#### AIM OF THE EXERCISE
Which lines below include "aircraft"? Copy them all.

#### ENTRIES SUPPLIED
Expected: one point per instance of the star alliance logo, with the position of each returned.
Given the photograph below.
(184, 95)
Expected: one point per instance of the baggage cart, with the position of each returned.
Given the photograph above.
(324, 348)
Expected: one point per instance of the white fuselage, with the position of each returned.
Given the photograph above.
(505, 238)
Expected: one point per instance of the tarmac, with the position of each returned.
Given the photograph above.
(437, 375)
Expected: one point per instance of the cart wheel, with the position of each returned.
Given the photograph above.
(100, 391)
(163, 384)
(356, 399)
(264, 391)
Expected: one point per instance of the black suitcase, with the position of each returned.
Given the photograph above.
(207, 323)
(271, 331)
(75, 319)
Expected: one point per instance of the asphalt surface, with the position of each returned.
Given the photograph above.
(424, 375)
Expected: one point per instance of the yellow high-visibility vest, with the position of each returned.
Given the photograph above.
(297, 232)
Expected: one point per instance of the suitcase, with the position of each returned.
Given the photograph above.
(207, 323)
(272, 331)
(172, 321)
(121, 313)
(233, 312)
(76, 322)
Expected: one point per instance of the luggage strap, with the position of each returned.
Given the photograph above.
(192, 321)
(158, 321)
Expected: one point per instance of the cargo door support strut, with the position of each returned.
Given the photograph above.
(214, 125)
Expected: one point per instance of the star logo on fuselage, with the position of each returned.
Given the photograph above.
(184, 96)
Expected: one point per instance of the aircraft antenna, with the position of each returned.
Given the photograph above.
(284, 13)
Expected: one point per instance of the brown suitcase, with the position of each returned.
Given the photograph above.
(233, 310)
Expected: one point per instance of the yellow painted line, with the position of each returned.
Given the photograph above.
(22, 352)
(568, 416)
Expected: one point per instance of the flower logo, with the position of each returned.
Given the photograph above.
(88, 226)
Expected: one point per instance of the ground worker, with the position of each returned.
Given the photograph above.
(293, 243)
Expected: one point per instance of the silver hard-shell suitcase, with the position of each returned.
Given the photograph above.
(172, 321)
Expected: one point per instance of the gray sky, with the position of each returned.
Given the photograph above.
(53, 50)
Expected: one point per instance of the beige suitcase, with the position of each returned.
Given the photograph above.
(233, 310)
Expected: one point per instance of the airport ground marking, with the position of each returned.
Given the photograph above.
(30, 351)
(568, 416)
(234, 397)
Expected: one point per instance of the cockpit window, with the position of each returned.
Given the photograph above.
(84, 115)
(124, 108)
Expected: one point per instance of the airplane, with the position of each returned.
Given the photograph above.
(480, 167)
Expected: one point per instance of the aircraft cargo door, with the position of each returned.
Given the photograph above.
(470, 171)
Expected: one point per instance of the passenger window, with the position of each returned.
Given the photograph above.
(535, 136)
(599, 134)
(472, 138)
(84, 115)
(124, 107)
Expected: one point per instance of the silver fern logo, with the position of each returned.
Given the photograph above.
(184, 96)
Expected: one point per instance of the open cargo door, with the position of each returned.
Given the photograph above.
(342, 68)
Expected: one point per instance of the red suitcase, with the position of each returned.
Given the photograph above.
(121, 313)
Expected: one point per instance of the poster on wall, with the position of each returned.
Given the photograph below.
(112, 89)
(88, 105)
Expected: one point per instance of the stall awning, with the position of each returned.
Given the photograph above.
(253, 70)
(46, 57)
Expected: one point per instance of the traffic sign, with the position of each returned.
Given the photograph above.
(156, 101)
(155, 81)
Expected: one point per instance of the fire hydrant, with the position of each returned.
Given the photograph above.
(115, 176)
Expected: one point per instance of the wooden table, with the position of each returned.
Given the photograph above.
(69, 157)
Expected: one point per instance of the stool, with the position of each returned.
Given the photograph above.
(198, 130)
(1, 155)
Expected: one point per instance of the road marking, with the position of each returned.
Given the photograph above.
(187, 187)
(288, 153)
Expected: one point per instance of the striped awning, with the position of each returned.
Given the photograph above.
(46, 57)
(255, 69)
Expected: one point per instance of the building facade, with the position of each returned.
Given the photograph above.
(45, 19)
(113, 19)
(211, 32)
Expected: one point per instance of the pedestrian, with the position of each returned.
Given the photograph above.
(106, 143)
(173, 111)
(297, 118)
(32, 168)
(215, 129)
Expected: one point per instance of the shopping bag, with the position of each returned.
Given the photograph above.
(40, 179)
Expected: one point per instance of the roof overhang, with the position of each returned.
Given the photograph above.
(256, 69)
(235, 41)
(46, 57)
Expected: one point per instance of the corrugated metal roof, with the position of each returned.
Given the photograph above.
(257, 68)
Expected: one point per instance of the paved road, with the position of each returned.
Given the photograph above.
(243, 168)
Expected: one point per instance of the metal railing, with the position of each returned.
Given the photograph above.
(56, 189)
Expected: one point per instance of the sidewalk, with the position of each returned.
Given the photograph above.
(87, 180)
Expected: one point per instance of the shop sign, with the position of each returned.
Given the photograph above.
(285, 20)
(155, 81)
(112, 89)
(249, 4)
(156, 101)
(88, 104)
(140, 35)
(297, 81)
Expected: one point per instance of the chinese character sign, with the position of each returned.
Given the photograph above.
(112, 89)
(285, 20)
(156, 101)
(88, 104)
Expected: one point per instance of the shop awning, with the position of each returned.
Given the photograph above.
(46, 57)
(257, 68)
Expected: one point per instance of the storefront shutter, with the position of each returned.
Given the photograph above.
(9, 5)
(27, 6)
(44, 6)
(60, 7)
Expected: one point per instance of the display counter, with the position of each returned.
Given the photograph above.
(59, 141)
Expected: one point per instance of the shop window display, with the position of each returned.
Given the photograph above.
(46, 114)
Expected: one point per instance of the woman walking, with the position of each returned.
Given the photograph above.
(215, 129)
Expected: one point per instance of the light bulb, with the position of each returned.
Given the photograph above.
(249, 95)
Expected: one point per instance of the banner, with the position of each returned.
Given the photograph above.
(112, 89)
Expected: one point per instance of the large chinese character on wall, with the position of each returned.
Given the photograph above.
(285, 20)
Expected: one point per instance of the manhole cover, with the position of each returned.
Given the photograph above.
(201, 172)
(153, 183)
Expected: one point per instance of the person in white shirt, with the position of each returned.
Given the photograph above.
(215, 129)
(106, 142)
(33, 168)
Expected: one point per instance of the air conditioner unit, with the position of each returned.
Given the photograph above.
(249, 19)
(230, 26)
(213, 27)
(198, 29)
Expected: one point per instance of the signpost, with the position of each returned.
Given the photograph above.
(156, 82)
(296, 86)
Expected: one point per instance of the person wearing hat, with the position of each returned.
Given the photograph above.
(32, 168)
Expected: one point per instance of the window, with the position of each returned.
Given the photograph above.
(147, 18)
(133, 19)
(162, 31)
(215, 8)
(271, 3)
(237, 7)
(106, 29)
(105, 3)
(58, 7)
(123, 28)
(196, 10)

#### ANSWER TO THIS TASK
Expected: one point per instance of the aircraft antenna, with the position of each returned.
Expected: one point per instance of the aircraft cargo door, with the position of each returned.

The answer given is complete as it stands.